_OBJECTIVE_
Render every line of the records below as a numbered list, skipping blank lines. Leave the pictures out of the list.

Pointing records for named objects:
-- Start --

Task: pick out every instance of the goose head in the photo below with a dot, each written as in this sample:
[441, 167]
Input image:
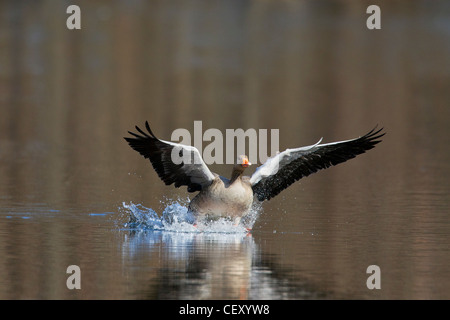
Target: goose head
[241, 164]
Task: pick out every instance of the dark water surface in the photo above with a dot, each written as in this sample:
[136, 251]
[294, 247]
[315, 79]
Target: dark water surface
[309, 68]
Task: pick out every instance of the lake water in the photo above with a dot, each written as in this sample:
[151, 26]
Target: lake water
[69, 183]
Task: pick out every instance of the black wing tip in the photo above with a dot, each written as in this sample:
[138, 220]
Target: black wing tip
[374, 135]
[142, 134]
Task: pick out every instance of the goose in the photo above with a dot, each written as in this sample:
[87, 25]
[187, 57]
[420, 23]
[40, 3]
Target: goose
[219, 197]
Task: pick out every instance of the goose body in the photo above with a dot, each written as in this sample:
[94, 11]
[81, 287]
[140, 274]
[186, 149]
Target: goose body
[233, 198]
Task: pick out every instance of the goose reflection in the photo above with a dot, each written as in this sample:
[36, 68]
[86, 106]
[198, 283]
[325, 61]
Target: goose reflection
[207, 266]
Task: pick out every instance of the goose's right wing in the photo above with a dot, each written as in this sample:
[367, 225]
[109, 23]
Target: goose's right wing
[193, 173]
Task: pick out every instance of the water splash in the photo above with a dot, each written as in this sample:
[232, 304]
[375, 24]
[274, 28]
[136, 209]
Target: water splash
[177, 218]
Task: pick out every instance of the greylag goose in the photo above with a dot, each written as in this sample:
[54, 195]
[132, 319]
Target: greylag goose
[233, 198]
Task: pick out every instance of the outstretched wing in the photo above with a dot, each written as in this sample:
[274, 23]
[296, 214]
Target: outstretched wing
[192, 173]
[282, 170]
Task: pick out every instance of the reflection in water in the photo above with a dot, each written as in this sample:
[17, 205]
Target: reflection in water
[309, 68]
[216, 261]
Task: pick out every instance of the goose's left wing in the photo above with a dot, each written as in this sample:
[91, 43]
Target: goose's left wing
[280, 171]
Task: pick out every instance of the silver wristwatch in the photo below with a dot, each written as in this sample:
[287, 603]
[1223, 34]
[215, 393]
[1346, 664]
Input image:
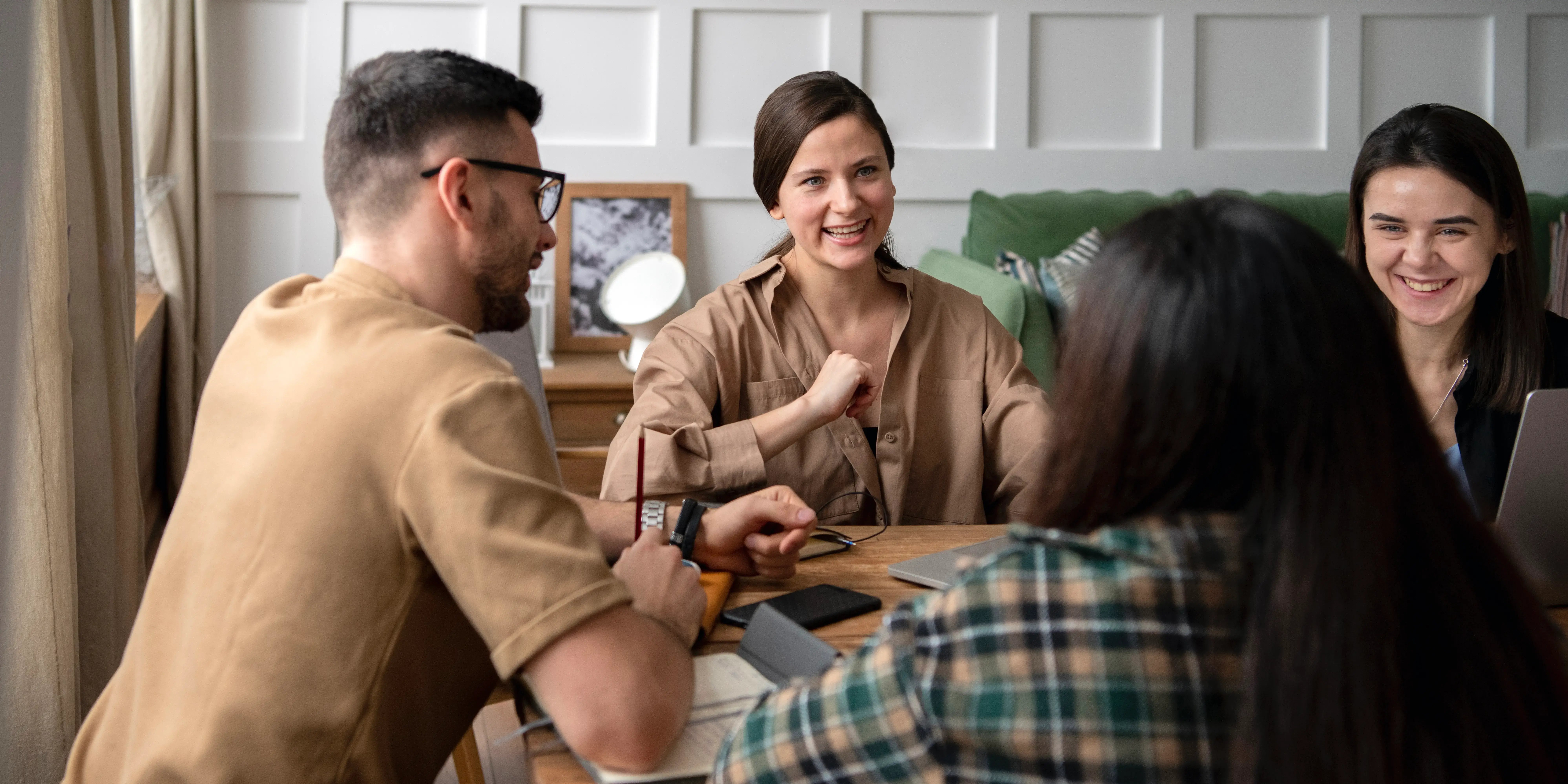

-- End --

_RESULT BELOW_
1. Task: pick out every instance of the goose head in the photo below with a dot, each written as in this sample:
2. [441, 167]
3. Input image:
4. Target: goose head
5. [241, 164]
6. Task: pick out every instance of the dark water surface in the photo above with a dot, each written as in this sample:
7. [136, 251]
8. [294, 247]
9. [315, 79]
10. Target: dark water surface
11. [309, 68]
12. Task: pick out every instance of the lake water in the photo above with a dot, each written as in this sample:
13. [151, 26]
14. Target: lake water
15. [69, 183]
16. Task: pick out every instance of the black wing tip in the photo above with a dot, each written as in this sample:
17. [138, 220]
18. Target: black wing tip
19. [374, 135]
20. [142, 134]
21. Task: pick out every instance of the goose in the photo above with a dot, each written as in this sample:
22. [87, 25]
23. [187, 57]
24. [420, 23]
25. [40, 3]
26. Target: goose
27. [219, 197]
28. Task: pick out every instance of the goose body in the photo above with a dot, each written as in this sample:
29. [94, 11]
30. [81, 287]
31. [140, 274]
32. [186, 149]
33. Target: goose body
34. [233, 198]
35. Task: pick out every instance of the goose reflection in the photo above with a dot, each written as in this sample:
36. [36, 68]
37. [86, 106]
38. [198, 283]
39. [325, 61]
40. Target: goose reflection
41. [207, 266]
42. Task: pick out every instance of the goose's right wing in the photo above with a dot, each written as in this sample:
43. [367, 225]
44. [109, 23]
45. Target: goose's right wing
46. [193, 173]
47. Task: pick out every instance of the water splash in the photo above with a dot, each written as in this sample:
48. [232, 304]
49. [375, 24]
50. [274, 28]
51. [136, 209]
52. Target: water splash
53. [177, 218]
54. Task: pick out every instance of the greylag goose in the photo above with a dot, each written as in this sample:
55. [54, 195]
56. [132, 319]
57. Target: greylag goose
58. [233, 198]
59. Task: pick out every instance of the outstretched wing in the photo above with a dot, each written as in this sample:
60. [274, 23]
61. [296, 214]
62. Target: outstretched wing
63. [192, 173]
64. [282, 170]
65. Task: pick out every instance of the reflection in water in the photo above with a dot, each written as in this sample:
66. [17, 205]
67. Target: reflection in water
68. [309, 68]
69. [216, 261]
70. Task: pick out every instance of the goose's left wing in the photo above with a dot, each written as in this sample:
71. [91, 43]
72. Target: goose's left wing
73. [280, 171]
74. Task: pick out every instance of the silver wristwatch in the photo below with a dot, each written as in this sample:
75. [287, 603]
76. [1223, 34]
77. [215, 393]
78. [1346, 664]
79. Input image:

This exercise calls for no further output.